_SHORT PROBLEM:_
Locate each line in the data that contains the string "field" and copy those lines out.

_RECORDS TO USE:_
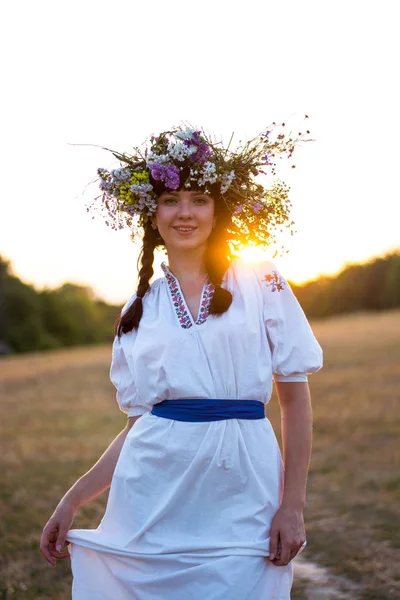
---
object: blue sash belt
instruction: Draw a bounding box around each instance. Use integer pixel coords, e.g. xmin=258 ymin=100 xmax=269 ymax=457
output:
xmin=151 ymin=398 xmax=265 ymax=422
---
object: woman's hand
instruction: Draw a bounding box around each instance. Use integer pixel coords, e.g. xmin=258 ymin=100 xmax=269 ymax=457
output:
xmin=40 ymin=501 xmax=76 ymax=567
xmin=268 ymin=504 xmax=306 ymax=567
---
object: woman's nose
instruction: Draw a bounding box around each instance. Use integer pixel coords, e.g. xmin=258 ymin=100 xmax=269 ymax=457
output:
xmin=178 ymin=202 xmax=192 ymax=218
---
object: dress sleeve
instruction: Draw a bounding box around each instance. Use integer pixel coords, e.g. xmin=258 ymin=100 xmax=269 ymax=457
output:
xmin=110 ymin=294 xmax=149 ymax=417
xmin=255 ymin=262 xmax=323 ymax=381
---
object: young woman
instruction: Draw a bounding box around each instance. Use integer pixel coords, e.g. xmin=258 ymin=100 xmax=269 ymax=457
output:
xmin=41 ymin=124 xmax=322 ymax=600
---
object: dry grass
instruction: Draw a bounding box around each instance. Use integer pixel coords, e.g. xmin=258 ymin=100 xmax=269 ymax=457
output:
xmin=0 ymin=311 xmax=400 ymax=600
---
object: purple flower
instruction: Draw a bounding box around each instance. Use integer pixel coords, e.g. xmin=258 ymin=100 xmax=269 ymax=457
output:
xmin=164 ymin=165 xmax=180 ymax=190
xmin=149 ymin=163 xmax=180 ymax=190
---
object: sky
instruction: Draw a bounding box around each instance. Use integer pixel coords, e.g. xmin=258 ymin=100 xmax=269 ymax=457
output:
xmin=0 ymin=0 xmax=400 ymax=303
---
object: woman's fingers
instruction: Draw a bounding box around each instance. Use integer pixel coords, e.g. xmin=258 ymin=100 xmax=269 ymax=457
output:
xmin=40 ymin=521 xmax=58 ymax=567
xmin=268 ymin=524 xmax=279 ymax=560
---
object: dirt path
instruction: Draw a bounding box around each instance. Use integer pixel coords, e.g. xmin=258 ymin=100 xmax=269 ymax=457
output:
xmin=292 ymin=556 xmax=359 ymax=600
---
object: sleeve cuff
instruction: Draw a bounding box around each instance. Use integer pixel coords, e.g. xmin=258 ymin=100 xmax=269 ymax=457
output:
xmin=273 ymin=373 xmax=308 ymax=382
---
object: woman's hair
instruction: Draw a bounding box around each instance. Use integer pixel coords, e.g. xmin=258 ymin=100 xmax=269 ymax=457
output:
xmin=115 ymin=188 xmax=232 ymax=337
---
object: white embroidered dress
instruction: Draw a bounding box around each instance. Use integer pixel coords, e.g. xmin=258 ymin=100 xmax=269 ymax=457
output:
xmin=67 ymin=260 xmax=322 ymax=600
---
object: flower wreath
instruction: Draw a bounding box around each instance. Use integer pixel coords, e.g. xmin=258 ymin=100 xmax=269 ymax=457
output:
xmin=87 ymin=115 xmax=312 ymax=253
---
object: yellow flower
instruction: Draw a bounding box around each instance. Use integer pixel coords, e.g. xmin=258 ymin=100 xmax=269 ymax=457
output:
xmin=130 ymin=171 xmax=149 ymax=185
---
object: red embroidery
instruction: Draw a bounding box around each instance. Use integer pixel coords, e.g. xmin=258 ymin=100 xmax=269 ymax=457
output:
xmin=262 ymin=271 xmax=286 ymax=292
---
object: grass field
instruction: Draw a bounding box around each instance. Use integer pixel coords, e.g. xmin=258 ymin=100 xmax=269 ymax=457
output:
xmin=0 ymin=311 xmax=400 ymax=600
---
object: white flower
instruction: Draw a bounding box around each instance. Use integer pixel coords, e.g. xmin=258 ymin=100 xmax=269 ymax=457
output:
xmin=199 ymin=161 xmax=217 ymax=185
xmin=175 ymin=127 xmax=196 ymax=140
xmin=168 ymin=142 xmax=196 ymax=160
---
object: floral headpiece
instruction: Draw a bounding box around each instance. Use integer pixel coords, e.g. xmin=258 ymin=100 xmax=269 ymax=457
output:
xmin=88 ymin=115 xmax=311 ymax=252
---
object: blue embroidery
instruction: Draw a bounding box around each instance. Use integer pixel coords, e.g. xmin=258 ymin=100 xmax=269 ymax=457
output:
xmin=161 ymin=262 xmax=215 ymax=329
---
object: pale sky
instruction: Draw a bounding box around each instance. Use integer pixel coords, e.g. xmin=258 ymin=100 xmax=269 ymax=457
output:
xmin=0 ymin=0 xmax=400 ymax=303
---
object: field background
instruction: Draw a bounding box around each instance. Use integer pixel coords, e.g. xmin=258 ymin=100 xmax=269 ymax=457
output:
xmin=0 ymin=310 xmax=400 ymax=600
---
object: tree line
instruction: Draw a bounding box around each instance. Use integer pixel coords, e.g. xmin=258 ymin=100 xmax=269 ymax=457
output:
xmin=0 ymin=252 xmax=400 ymax=353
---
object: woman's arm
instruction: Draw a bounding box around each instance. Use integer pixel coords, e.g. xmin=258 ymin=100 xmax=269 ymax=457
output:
xmin=275 ymin=381 xmax=312 ymax=509
xmin=40 ymin=415 xmax=140 ymax=566
xmin=270 ymin=381 xmax=312 ymax=566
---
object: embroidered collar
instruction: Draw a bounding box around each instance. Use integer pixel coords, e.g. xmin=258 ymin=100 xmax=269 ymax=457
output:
xmin=161 ymin=262 xmax=215 ymax=329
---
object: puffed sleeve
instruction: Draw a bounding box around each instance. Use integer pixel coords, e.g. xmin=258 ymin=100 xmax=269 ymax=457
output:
xmin=110 ymin=294 xmax=149 ymax=417
xmin=255 ymin=262 xmax=323 ymax=381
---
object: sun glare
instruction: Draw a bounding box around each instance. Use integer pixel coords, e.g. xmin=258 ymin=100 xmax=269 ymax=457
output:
xmin=238 ymin=246 xmax=271 ymax=262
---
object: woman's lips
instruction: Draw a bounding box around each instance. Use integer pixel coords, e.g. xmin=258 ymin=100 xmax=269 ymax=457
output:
xmin=173 ymin=227 xmax=197 ymax=237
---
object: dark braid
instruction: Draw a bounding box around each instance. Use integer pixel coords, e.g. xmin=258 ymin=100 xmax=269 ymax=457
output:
xmin=205 ymin=191 xmax=232 ymax=315
xmin=115 ymin=222 xmax=163 ymax=337
xmin=115 ymin=189 xmax=233 ymax=337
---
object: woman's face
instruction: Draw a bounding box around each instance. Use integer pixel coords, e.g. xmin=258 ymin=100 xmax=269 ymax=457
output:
xmin=152 ymin=190 xmax=216 ymax=250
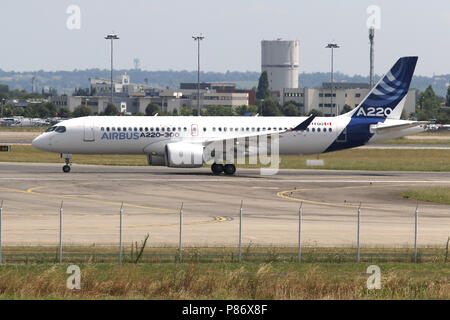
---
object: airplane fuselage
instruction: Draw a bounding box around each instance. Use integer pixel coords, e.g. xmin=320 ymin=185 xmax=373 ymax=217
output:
xmin=33 ymin=116 xmax=423 ymax=155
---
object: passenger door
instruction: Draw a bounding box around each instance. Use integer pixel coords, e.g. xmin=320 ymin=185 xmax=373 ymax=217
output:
xmin=83 ymin=117 xmax=95 ymax=142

_EXERCISE RESPONSE:_
object: grass field
object: field background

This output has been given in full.